TASK TO CARRY OUT: Set down the final part of the listing, which starts at the line containing "the blue sky" and runs to the last line, exactly and completely.

EXTRACTED DATA:
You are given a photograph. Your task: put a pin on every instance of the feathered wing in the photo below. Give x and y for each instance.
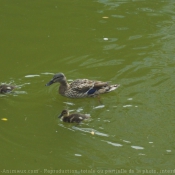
(91, 87)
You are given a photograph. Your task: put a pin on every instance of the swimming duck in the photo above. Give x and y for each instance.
(72, 118)
(4, 88)
(81, 87)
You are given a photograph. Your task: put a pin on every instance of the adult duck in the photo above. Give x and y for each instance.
(81, 87)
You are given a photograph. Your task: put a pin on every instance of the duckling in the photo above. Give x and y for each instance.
(72, 118)
(81, 87)
(4, 88)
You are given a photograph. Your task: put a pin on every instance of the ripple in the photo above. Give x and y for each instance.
(137, 147)
(31, 76)
(113, 144)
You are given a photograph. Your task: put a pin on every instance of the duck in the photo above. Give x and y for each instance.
(72, 118)
(4, 88)
(80, 88)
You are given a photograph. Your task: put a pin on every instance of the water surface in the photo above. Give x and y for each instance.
(126, 42)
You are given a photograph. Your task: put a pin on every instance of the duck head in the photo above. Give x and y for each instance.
(59, 77)
(64, 113)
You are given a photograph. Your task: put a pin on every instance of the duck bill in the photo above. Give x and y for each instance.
(49, 83)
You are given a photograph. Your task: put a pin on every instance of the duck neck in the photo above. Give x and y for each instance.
(64, 84)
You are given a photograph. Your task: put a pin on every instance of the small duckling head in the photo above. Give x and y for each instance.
(64, 113)
(59, 77)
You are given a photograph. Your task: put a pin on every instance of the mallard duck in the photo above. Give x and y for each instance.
(4, 88)
(72, 118)
(81, 87)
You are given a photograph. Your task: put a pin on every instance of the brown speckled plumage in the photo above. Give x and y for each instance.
(72, 118)
(81, 87)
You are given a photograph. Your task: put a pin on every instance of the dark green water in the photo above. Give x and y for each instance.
(127, 42)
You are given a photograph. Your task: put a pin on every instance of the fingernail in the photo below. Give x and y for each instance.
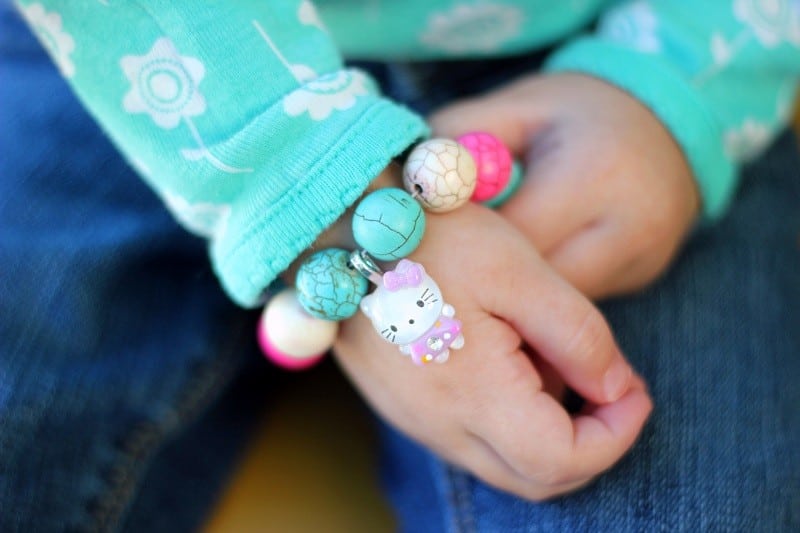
(616, 380)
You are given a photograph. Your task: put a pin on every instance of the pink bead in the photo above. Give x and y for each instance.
(291, 338)
(493, 161)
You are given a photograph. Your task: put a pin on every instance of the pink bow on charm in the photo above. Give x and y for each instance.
(406, 274)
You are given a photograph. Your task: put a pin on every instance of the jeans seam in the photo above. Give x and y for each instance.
(460, 496)
(204, 384)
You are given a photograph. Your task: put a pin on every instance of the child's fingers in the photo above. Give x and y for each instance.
(550, 451)
(589, 259)
(561, 325)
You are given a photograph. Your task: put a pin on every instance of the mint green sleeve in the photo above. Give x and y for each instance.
(240, 115)
(721, 75)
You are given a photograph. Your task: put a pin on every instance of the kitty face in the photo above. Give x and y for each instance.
(404, 314)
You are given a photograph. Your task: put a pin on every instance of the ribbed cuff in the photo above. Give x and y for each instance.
(274, 233)
(664, 90)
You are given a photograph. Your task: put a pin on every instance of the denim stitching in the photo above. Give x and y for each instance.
(206, 382)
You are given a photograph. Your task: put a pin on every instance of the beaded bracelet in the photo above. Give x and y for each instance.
(299, 325)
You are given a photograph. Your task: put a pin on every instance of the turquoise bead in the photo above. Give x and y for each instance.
(388, 224)
(514, 181)
(327, 287)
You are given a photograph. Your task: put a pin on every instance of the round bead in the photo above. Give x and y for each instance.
(493, 163)
(388, 224)
(514, 181)
(291, 338)
(441, 174)
(327, 287)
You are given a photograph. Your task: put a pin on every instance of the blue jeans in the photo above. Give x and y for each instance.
(127, 380)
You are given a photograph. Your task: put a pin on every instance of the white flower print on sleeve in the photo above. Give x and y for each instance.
(475, 27)
(203, 219)
(318, 95)
(634, 25)
(329, 92)
(59, 43)
(746, 141)
(772, 21)
(164, 84)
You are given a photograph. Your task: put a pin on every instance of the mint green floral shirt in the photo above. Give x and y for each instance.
(243, 119)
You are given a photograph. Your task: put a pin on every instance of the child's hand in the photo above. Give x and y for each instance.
(607, 197)
(485, 409)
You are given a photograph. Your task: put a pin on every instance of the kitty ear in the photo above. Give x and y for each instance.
(366, 305)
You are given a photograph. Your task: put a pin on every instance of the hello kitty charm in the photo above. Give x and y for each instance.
(407, 309)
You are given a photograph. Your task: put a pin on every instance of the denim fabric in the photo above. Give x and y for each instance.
(718, 342)
(118, 350)
(114, 333)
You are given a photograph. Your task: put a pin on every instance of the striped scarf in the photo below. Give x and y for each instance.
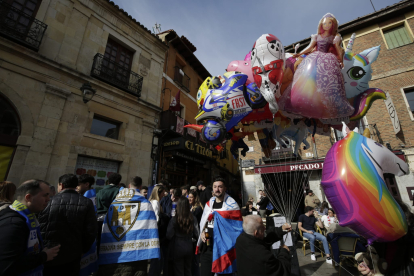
(130, 231)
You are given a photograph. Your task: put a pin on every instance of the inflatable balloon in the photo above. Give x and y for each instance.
(318, 89)
(268, 63)
(297, 133)
(243, 66)
(357, 70)
(353, 182)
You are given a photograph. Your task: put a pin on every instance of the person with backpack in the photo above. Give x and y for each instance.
(264, 201)
(183, 227)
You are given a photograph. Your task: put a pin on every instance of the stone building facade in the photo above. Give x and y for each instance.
(44, 63)
(184, 158)
(392, 29)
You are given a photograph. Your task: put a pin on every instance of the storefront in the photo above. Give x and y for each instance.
(185, 161)
(100, 169)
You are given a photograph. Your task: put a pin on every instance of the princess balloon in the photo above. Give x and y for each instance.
(318, 89)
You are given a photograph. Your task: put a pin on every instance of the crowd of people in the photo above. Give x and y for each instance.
(131, 229)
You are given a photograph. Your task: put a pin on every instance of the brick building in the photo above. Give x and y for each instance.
(392, 29)
(48, 126)
(183, 158)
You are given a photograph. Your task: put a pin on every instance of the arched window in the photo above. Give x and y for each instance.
(9, 132)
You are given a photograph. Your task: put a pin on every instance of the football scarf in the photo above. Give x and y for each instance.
(130, 231)
(228, 225)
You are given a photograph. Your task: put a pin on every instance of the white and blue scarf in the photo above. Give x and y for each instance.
(34, 242)
(89, 261)
(130, 231)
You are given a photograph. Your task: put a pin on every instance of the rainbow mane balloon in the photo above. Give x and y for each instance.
(352, 179)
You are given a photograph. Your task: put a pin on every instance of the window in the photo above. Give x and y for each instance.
(22, 14)
(181, 78)
(104, 127)
(397, 37)
(100, 169)
(117, 62)
(181, 113)
(409, 95)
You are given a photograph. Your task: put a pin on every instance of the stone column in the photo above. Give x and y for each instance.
(39, 151)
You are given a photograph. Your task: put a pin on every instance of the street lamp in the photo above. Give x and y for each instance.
(87, 91)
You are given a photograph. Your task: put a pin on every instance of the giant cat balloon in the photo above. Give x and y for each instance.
(353, 181)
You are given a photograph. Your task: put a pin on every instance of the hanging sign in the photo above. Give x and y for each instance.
(393, 113)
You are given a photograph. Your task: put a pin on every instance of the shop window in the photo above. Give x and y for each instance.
(100, 169)
(117, 62)
(397, 37)
(105, 127)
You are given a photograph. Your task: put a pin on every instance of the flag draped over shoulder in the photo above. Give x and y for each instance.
(175, 103)
(130, 231)
(228, 225)
(89, 262)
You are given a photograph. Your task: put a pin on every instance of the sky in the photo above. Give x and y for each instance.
(225, 30)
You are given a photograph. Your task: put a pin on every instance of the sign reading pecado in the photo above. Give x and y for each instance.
(188, 146)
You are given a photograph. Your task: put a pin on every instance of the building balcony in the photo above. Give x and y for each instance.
(181, 78)
(21, 27)
(116, 75)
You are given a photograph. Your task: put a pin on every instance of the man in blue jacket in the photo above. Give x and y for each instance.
(22, 250)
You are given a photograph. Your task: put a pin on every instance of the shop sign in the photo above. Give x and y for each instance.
(188, 146)
(289, 168)
(186, 156)
(100, 169)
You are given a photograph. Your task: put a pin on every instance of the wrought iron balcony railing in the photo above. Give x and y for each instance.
(181, 78)
(117, 75)
(21, 27)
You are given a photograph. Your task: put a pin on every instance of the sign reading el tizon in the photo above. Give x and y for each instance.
(188, 146)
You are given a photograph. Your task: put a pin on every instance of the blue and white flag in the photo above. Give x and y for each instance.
(89, 261)
(130, 231)
(91, 194)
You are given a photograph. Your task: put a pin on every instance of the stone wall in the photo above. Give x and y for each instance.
(44, 89)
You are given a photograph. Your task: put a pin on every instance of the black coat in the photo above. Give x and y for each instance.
(13, 244)
(263, 203)
(254, 256)
(197, 212)
(181, 245)
(69, 219)
(246, 212)
(206, 195)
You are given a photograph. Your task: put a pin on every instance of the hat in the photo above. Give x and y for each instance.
(200, 182)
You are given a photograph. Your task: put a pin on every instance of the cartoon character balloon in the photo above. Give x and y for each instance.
(268, 63)
(353, 181)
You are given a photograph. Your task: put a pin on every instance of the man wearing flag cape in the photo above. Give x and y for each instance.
(89, 261)
(129, 235)
(221, 223)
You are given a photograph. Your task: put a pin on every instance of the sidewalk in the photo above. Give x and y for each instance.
(320, 267)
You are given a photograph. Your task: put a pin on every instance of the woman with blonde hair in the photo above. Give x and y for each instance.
(195, 204)
(7, 191)
(155, 198)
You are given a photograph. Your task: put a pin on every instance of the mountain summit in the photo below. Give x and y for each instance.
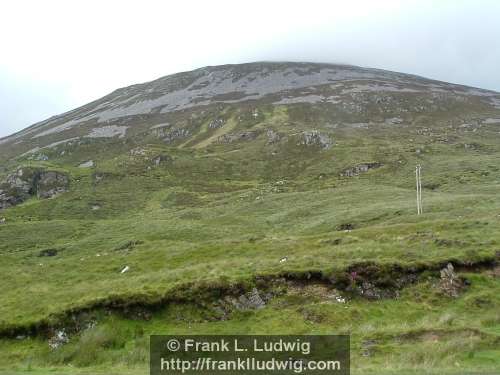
(227, 198)
(350, 93)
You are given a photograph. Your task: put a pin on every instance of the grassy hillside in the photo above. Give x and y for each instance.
(208, 216)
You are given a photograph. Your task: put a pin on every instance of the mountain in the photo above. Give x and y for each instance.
(227, 198)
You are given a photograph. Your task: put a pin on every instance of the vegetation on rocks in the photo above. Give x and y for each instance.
(289, 212)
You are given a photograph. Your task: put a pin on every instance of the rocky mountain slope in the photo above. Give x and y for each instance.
(222, 199)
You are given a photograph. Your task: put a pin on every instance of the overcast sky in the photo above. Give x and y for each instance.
(57, 55)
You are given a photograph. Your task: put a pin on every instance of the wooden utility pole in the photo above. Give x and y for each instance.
(418, 179)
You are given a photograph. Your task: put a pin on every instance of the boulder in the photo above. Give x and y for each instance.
(450, 284)
(28, 182)
(315, 138)
(359, 169)
(237, 137)
(51, 184)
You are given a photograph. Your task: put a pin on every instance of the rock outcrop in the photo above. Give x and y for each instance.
(359, 169)
(28, 182)
(315, 138)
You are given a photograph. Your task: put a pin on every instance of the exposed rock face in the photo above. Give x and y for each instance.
(315, 138)
(27, 182)
(273, 136)
(160, 159)
(237, 137)
(51, 184)
(175, 135)
(216, 123)
(360, 168)
(451, 284)
(87, 164)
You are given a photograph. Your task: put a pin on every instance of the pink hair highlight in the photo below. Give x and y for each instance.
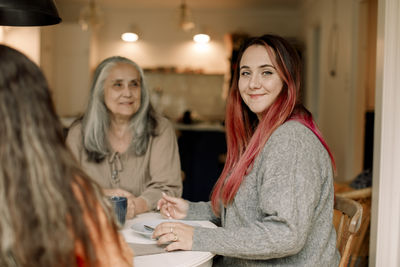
(244, 144)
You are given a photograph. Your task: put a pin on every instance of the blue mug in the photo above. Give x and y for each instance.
(119, 205)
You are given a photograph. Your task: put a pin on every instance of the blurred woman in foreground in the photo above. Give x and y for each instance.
(51, 213)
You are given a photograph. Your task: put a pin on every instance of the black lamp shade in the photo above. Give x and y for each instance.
(28, 13)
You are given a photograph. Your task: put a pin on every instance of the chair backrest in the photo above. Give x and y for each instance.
(347, 221)
(360, 248)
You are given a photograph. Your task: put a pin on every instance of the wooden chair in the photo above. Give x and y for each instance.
(360, 249)
(347, 221)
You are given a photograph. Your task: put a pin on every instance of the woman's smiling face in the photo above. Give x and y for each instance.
(259, 82)
(122, 90)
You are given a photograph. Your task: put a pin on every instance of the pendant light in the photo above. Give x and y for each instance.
(28, 13)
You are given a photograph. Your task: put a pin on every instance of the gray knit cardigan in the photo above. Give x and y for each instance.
(282, 212)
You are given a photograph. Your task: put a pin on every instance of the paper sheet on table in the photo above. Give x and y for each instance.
(146, 249)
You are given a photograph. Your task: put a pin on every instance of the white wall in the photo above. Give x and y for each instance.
(336, 107)
(385, 215)
(162, 44)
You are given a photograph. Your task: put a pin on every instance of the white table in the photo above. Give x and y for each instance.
(168, 259)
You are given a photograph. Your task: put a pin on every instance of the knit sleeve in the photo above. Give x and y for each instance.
(277, 205)
(164, 166)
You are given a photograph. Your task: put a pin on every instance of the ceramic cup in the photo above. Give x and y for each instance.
(119, 205)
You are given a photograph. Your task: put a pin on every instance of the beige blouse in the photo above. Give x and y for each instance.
(147, 176)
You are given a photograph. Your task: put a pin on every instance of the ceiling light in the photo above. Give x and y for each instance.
(129, 37)
(201, 38)
(28, 13)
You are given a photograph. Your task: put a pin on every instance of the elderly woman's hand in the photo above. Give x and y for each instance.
(178, 235)
(131, 209)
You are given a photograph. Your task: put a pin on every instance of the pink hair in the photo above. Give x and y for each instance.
(246, 138)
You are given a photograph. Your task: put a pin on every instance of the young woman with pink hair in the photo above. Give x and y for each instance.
(274, 199)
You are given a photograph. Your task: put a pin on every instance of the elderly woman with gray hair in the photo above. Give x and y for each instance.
(122, 143)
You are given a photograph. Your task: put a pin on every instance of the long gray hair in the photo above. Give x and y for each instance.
(96, 120)
(41, 215)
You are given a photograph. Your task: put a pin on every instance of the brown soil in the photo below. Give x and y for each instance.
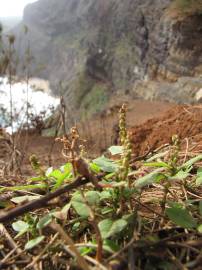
(151, 124)
(184, 121)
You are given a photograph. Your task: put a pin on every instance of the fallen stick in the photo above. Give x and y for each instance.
(40, 203)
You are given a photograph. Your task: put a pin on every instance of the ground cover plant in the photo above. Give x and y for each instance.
(113, 212)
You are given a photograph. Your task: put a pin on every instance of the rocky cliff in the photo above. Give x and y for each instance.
(90, 49)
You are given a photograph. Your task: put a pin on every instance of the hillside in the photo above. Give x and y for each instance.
(92, 49)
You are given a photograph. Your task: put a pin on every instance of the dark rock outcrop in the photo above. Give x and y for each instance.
(90, 48)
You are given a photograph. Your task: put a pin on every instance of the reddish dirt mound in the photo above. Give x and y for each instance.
(185, 121)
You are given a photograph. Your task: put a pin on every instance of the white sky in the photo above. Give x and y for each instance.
(13, 8)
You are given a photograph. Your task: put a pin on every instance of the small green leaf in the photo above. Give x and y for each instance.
(105, 226)
(55, 174)
(93, 197)
(117, 227)
(20, 225)
(63, 213)
(148, 179)
(95, 168)
(199, 181)
(200, 208)
(106, 210)
(190, 162)
(43, 222)
(34, 242)
(37, 179)
(106, 164)
(105, 195)
(157, 156)
(80, 206)
(109, 228)
(181, 175)
(49, 171)
(157, 164)
(110, 246)
(116, 150)
(25, 198)
(199, 228)
(181, 217)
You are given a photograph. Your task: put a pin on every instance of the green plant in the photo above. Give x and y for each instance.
(145, 209)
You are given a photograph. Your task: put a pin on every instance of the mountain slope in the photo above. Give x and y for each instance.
(90, 49)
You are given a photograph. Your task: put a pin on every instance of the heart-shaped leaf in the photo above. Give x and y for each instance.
(34, 242)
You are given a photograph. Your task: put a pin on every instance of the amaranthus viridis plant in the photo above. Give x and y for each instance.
(124, 168)
(125, 143)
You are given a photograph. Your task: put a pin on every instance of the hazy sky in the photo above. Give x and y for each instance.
(13, 7)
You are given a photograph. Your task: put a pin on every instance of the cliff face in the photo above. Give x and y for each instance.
(92, 48)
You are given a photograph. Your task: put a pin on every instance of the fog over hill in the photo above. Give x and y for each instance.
(94, 48)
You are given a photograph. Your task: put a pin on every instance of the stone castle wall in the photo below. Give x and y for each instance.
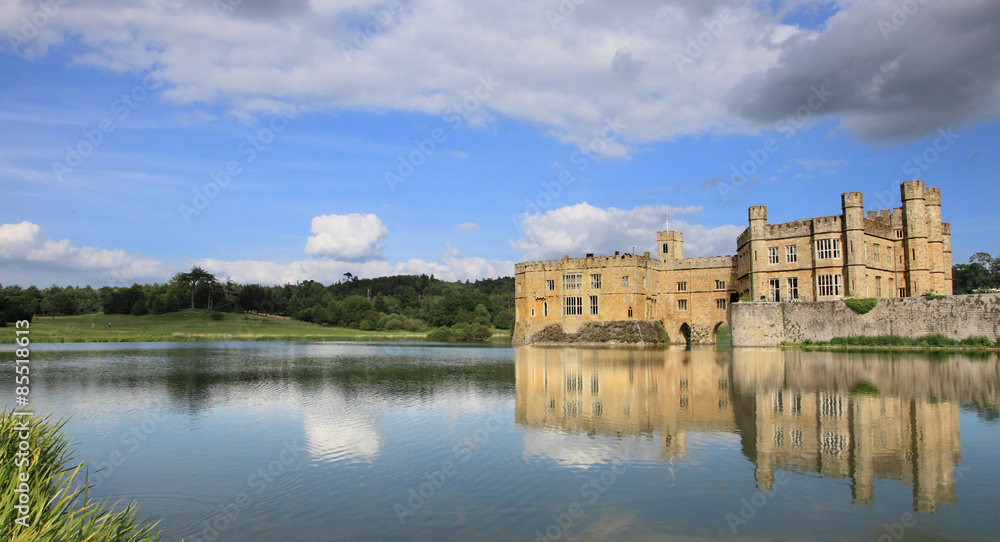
(957, 317)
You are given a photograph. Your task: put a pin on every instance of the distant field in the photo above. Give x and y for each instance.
(195, 325)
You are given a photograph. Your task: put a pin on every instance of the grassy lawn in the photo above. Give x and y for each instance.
(195, 325)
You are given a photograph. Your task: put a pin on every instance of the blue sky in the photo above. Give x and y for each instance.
(458, 140)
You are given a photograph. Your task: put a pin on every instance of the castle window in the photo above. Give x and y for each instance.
(827, 249)
(793, 288)
(572, 306)
(572, 282)
(595, 282)
(828, 284)
(774, 290)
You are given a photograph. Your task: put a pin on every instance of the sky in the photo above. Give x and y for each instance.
(277, 142)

FINAL ANSWER:
You are given a photograph. Your task: put a pin on every instance of the blue sky in the photo above. Give x and y for each instance.
(458, 140)
You are given a photograph. Your task: put a pin on every instance of the castle window in the photo above. Give x and y for each instance.
(827, 249)
(793, 288)
(572, 306)
(572, 282)
(595, 282)
(828, 284)
(774, 290)
You are given a photograph. Your task: put a pin on every instance of the sky in the photo above. Give x and y for each instance.
(277, 142)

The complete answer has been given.